• [Task prompt]:
Copy out the records word for word, starting at their very first line and ending with the line that contains "196 L 0 193", with both of those lines included.

[start Information shown]

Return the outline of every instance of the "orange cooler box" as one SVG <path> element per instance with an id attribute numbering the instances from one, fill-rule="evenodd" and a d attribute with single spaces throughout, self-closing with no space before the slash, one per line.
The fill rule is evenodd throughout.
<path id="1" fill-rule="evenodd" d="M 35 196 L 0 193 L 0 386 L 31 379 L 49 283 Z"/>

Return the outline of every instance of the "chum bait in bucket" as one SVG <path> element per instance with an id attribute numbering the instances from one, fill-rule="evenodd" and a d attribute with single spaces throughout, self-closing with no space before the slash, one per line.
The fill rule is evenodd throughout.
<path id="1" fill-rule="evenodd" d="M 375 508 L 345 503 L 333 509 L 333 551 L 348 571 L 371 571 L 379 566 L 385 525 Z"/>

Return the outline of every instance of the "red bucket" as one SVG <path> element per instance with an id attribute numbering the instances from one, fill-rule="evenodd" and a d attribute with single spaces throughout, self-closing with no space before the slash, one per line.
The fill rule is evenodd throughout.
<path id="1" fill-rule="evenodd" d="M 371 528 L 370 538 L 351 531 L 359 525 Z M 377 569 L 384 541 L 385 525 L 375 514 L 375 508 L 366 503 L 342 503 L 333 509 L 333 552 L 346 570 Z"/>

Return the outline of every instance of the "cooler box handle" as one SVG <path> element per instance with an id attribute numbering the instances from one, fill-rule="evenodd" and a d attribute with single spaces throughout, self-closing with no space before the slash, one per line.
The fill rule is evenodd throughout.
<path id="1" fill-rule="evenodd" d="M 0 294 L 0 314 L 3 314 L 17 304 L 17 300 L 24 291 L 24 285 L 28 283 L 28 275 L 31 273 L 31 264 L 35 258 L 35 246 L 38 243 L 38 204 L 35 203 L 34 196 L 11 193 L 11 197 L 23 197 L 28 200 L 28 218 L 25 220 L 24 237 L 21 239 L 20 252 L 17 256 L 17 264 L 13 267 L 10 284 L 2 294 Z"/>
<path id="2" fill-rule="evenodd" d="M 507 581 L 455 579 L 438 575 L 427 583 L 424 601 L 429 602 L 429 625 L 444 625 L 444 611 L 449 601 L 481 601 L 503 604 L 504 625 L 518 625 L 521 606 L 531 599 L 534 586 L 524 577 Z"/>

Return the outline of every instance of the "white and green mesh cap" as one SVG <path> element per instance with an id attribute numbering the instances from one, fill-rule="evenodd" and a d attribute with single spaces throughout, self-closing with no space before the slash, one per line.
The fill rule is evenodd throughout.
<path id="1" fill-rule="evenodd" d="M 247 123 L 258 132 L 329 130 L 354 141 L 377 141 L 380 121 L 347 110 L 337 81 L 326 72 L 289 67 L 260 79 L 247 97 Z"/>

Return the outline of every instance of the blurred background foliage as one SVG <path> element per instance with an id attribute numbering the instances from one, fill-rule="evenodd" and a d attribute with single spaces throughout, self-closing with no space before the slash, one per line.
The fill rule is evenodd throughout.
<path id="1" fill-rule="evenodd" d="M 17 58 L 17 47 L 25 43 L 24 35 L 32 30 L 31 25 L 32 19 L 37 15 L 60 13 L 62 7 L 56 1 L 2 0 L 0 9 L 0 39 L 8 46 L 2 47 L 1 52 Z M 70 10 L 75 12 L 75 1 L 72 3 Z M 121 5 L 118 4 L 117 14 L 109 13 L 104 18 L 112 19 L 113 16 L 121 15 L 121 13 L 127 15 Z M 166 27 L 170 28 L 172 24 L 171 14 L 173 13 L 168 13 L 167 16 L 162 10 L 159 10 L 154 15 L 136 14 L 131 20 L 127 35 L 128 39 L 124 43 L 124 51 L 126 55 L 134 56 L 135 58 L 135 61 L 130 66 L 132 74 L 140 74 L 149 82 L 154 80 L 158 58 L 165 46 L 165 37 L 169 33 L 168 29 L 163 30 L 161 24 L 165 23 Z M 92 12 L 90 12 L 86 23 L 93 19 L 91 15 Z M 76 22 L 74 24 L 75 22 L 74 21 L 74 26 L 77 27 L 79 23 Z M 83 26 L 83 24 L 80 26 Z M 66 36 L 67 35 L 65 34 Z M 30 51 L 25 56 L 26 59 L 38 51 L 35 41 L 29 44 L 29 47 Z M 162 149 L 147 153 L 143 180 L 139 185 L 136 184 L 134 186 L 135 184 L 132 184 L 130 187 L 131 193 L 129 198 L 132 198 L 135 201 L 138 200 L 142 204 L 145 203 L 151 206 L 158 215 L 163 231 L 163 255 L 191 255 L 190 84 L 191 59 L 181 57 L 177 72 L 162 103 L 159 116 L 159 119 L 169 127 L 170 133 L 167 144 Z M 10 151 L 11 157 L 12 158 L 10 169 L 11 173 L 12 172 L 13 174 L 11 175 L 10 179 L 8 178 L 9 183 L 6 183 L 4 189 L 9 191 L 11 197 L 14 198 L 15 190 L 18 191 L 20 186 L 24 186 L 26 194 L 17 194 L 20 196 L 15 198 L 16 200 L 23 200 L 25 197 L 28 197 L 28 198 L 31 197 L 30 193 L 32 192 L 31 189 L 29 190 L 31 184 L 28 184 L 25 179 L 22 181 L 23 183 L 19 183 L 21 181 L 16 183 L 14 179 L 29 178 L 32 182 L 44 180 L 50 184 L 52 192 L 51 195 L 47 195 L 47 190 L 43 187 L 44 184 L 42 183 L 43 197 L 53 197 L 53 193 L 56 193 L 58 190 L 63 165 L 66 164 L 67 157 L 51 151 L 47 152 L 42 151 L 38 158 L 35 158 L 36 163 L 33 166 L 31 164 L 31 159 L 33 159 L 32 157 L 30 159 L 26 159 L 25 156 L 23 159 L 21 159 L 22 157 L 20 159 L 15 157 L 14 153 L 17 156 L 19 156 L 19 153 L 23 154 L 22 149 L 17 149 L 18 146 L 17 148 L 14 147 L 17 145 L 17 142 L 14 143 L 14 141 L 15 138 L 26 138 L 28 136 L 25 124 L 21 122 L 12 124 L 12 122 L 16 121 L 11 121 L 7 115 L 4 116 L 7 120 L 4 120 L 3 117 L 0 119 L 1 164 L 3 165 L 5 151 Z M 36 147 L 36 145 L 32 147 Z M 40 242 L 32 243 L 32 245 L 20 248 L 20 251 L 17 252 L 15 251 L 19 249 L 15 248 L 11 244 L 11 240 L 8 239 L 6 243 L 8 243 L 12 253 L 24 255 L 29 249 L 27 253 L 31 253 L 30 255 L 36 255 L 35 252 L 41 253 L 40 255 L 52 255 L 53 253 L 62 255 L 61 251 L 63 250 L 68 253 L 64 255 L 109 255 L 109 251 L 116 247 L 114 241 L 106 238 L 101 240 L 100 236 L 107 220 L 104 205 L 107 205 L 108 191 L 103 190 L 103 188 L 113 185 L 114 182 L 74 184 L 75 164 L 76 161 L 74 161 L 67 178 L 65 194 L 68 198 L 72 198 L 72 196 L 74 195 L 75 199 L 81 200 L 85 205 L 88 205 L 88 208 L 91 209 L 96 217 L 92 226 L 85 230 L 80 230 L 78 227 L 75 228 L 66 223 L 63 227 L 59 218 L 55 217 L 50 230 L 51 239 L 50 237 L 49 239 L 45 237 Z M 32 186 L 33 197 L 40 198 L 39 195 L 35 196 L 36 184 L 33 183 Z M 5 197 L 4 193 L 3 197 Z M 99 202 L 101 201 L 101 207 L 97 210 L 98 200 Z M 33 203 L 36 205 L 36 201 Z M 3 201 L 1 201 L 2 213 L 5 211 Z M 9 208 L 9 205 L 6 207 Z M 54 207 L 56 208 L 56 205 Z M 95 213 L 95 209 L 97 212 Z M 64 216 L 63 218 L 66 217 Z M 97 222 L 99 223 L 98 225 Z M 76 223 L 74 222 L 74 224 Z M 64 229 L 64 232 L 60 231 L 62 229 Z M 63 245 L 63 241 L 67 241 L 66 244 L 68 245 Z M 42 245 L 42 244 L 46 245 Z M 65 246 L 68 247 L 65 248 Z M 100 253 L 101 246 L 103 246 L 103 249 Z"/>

[end Information shown]

• [In response]:
Return the outline of every instance of the "orange cooler box" as one SVG <path> element per instance with an id attribute numbering the instances from one, fill-rule="evenodd" and a d attribute with single spaces throughout, self-closing with no space before the slash, one per line.
The fill rule is evenodd throughout.
<path id="1" fill-rule="evenodd" d="M 35 196 L 0 193 L 0 386 L 31 379 L 49 283 Z"/>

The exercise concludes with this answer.